MATERIAL PROVIDED:
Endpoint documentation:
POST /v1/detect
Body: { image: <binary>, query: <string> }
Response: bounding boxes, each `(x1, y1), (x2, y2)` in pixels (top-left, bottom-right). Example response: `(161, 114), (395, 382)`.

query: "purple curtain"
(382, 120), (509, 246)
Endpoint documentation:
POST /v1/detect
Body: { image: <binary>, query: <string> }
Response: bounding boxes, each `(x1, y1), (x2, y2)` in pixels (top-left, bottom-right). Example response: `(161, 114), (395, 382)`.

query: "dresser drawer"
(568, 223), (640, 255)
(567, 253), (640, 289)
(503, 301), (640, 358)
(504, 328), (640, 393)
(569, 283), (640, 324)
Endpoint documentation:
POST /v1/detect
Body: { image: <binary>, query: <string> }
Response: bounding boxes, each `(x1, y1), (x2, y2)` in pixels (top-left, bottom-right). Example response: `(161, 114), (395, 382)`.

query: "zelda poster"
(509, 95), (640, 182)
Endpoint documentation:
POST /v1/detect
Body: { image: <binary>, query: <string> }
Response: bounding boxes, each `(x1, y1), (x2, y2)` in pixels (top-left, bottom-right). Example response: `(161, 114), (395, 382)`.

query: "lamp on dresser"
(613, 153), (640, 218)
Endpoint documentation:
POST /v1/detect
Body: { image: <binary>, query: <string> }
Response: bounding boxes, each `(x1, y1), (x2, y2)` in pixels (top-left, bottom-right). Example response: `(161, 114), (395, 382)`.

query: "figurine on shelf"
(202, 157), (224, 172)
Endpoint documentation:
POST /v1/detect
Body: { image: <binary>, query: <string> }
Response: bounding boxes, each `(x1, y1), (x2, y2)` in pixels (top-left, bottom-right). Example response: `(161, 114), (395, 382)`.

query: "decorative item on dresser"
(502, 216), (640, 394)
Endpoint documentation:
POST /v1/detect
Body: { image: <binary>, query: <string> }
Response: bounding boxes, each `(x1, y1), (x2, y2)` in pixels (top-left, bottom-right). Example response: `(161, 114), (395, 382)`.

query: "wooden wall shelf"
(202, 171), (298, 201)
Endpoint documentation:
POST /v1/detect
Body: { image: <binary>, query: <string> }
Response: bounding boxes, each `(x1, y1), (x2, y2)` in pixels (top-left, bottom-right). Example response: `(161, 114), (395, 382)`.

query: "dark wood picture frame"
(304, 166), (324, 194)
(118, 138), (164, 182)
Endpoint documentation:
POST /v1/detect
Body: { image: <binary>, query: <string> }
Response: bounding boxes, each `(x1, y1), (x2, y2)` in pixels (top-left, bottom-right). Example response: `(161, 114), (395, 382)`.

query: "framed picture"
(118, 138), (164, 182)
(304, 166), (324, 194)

WHAT IS EXPECTED: Can you convert the rows above into a Markdown table with columns Number and Record line, one numbered table row per line, starting at the first line of the rows and stopping after the line that contains "(569, 283), (640, 324)"? Leave out blank lines.

EXPECTED OUTPUT:
| Number | Record line |
|---|---|
| 1 | Endpoint documentation: |
| 2 | POST /v1/detect |
| 3 | Body: { image: <binary>, query: <string> } |
| 4 | Response: bounding boxes, each `(x1, y1), (x2, y2)` in pixels (top-left, bottom-right). Example response: `(161, 114), (395, 382)`. |
| 5 | query: "purple curtain" |
| 6 | (382, 120), (509, 246) |
| 7 | Endpoint documentation: |
| 8 | POST /v1/detect |
| 9 | Body: { image: <binary>, query: <string> } |
| 10 | Response: bounding boxes, each `(x1, y1), (x2, y2)` in pixels (top-left, bottom-right). Example response: `(161, 114), (395, 382)`. |
| 11 | query: "dresser drawer" |
| 12 | (568, 223), (640, 255) |
| 13 | (567, 253), (640, 289) |
| 14 | (503, 301), (640, 358) |
| 15 | (504, 328), (640, 393) |
| 16 | (569, 283), (640, 324) |